• _Trecho citado_
Falar de alienígenas com naturalidade é o que há de mais original em Distrito 9, o filme que deixei de ver nos cinemas, mas que agora consegui em DVD - lançado lá fora. No filme, a humanidade esperava por um ataque hostil ou por gigantes avanços tecnológicos, mas nada disso veio. Os alienígenas chegam à Terra como refugiados e se instalam em uma área da África do Sul, o tal Distrito 9, enquanto os humanos decidem o que fazer com eles. A Multi-National United (MNU) é uma empresa contratada para controlar os alienígenas e mantê-los em campos de concentração e deseja receber imensos lucros para fabricar armas que tenham como matéria-prima as defesas naturais dos extraterrestres. Mas a MNU falha na tentativa de fabricação das armas e descobre que, para que elas sejam ativadas, o DNA dos aliens é necessário. A tensão entre humanos e aliens aumenta quando Wikus van der Merwe contrai um misterioso vírus que modifica o DNA dos humanos transformando-os em aliens. O fato acaba impedindo a poderosa MNU de colocar em prática seus planos de exploração sobre as criaturas de outro planeta. Então o homem que se torna o mais procurado do mundo, tem que fugir, mas sem casa e sem amigos, só tem um lugar onde se esconder: o Distrito 9.

• _Dados de origem_
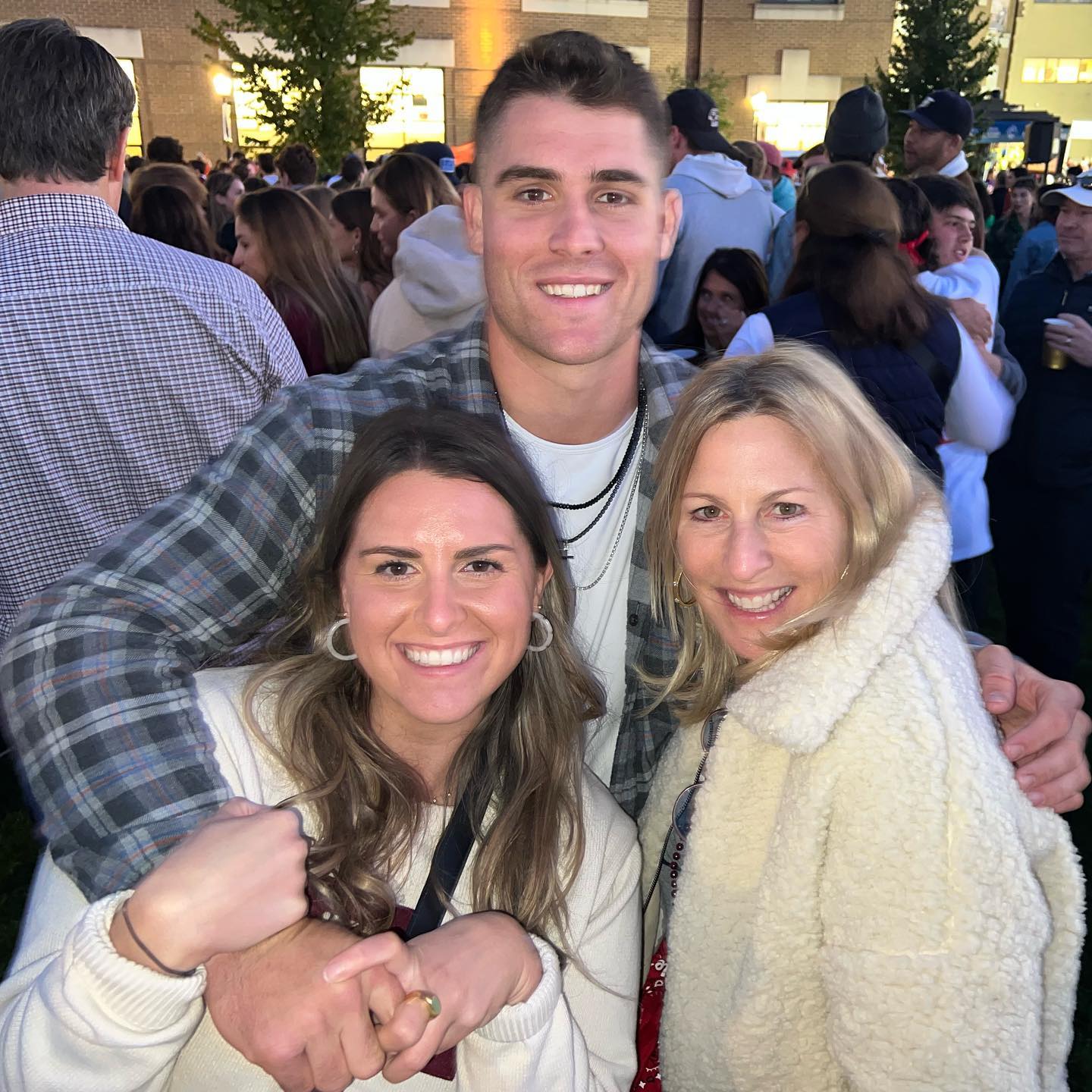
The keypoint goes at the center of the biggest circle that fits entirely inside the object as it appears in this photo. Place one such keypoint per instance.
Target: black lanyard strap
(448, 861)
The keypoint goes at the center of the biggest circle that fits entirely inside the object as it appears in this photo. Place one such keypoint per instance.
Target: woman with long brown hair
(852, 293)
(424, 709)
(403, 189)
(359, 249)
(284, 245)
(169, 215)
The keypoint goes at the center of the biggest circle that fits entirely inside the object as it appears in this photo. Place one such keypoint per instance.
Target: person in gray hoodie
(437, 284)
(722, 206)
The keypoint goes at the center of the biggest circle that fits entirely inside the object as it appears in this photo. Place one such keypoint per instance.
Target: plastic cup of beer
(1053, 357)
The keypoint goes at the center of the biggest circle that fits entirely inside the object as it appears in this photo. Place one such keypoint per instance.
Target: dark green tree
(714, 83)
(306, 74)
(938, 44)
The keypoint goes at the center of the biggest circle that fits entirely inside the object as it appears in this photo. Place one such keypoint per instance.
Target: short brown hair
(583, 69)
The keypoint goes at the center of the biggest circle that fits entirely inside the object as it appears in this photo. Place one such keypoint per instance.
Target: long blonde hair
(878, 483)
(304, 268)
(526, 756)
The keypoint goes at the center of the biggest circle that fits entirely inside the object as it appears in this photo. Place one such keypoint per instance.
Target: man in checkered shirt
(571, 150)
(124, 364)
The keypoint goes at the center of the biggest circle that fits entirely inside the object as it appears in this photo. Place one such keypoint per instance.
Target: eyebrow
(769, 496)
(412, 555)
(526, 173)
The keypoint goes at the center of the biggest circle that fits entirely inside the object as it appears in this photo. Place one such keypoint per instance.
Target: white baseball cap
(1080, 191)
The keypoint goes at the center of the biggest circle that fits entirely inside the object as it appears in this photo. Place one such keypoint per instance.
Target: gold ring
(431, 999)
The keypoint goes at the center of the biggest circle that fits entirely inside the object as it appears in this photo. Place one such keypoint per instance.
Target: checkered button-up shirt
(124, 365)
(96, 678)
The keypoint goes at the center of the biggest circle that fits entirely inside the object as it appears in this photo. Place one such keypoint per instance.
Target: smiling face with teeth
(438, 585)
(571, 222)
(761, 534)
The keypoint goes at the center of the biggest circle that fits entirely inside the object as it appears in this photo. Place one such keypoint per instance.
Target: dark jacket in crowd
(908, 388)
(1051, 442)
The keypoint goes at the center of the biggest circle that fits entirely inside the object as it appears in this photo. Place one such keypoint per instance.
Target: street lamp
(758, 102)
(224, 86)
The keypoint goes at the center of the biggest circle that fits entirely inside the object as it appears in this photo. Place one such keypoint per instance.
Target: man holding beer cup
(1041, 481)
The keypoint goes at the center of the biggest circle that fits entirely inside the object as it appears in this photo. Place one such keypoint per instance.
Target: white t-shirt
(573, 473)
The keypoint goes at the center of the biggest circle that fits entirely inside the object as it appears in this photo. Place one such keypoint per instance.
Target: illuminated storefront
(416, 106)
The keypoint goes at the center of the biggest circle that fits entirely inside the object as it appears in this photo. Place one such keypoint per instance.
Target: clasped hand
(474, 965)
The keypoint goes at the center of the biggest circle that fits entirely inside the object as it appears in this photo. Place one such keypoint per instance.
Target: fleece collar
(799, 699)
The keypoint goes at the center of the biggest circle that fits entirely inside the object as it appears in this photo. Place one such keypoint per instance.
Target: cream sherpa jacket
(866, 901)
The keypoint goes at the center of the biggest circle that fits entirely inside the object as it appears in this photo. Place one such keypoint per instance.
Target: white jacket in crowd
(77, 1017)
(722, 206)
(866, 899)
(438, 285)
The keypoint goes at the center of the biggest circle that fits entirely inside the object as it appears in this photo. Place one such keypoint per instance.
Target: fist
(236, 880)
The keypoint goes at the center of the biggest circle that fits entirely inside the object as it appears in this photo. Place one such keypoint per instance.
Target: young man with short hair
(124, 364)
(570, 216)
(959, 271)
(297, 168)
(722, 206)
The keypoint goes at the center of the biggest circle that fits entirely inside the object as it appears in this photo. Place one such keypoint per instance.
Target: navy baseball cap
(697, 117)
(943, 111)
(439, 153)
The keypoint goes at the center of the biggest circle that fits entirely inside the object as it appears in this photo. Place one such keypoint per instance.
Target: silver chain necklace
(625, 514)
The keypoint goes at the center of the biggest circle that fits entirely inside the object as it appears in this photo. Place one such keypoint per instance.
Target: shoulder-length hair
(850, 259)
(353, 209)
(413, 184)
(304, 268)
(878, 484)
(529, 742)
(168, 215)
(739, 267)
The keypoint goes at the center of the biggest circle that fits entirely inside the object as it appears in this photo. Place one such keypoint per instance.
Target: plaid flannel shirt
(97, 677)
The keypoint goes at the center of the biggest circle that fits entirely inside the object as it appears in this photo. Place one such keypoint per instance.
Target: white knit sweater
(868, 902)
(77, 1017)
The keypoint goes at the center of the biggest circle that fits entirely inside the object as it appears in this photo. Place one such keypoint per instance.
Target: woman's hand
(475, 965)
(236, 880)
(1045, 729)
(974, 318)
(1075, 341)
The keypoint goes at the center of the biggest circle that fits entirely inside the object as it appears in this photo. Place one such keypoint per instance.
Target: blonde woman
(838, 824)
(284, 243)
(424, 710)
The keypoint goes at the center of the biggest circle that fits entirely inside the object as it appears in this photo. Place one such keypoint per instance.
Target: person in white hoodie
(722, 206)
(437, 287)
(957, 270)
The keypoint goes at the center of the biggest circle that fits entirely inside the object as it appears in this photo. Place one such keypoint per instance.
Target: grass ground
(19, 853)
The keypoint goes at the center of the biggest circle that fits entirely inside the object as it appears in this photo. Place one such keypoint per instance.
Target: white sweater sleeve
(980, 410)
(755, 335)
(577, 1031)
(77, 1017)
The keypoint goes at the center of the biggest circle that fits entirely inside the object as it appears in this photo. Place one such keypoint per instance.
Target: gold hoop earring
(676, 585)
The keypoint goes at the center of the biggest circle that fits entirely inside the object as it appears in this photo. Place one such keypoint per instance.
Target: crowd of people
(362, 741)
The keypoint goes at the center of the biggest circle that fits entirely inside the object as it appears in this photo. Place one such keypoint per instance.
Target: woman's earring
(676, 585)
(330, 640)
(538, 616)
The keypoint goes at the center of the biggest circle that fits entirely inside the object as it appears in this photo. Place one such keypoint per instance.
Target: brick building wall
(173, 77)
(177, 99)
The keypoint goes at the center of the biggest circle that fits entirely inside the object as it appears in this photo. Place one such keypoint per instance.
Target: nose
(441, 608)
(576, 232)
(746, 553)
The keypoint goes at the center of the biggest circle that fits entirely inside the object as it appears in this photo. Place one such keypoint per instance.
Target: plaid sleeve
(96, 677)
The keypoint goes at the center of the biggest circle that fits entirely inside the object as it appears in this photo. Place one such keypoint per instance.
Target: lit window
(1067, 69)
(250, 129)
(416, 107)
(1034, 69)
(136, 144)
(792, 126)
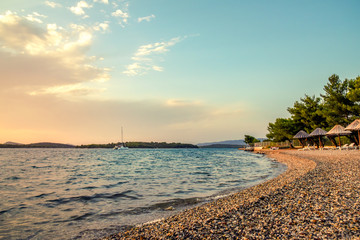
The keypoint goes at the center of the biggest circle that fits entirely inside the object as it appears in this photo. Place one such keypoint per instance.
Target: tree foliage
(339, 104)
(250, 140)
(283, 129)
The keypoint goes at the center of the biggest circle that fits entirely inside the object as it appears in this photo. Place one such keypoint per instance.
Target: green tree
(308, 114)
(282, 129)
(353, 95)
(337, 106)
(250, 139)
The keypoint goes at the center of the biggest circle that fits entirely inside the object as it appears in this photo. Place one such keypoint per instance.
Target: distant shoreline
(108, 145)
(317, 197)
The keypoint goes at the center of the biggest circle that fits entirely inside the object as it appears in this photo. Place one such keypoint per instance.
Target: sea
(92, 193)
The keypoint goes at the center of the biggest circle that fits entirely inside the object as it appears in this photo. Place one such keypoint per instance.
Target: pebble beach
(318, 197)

• _Tarefas propostas_
1 - Liste todos os nomes próprios que aparecem no texto sobre Distrito 9, incluindo o título do filme.
2 - Prolongue o texto sobre Distrito 9 a partir da última frase apresentada.
As linhas não têm nenhum papel nesta atividade.

• _Respostas por tarefa_
1 - Distrito 9, Terra, África do Sul, Multi-National United (MNU), Wikus van der Merwe

2 -
O filme oferece alguns pontos de reflexão interessantes. O primeiro é ver como nossa peculiar forma de lidar com as diferenças extrapola os limites do absurdo e fere o conceito de universalismo. Não acredito que tais criaturas seriam fadadas a viver precariamente numa favela no Soweto sulafricano se todos tivesem a forma humanóide americana ou fossem parecidos com a Gisele Bündchen. Segundo é constatar que tudo, em se tratando de intolerância contra minorias, acaba em guerra de nossa parte, já que os alienígenas deixaram bem claro sua missão pacífica. Terceiro toca a questão do preconceito. O movimento popular de reprovação e luta armada para a expulsão de tais elementos intergalácticos mostra como os alienígenas, na verdade, somos nós. Quarto, o filme explora a condição humana de exploração imperialista em busca de lucros e poder, remanescente do tempo das navegações em caravelas. Como não creio que haja uma história inédita a ser contada no cinema, a originalidade de Distrito 9 é o grande diferencial desta produção de 30 milhões de dólares, que se pagou com apenas três dias em cartaz, arrebatando platéias no mundo todo e encantando a crítica.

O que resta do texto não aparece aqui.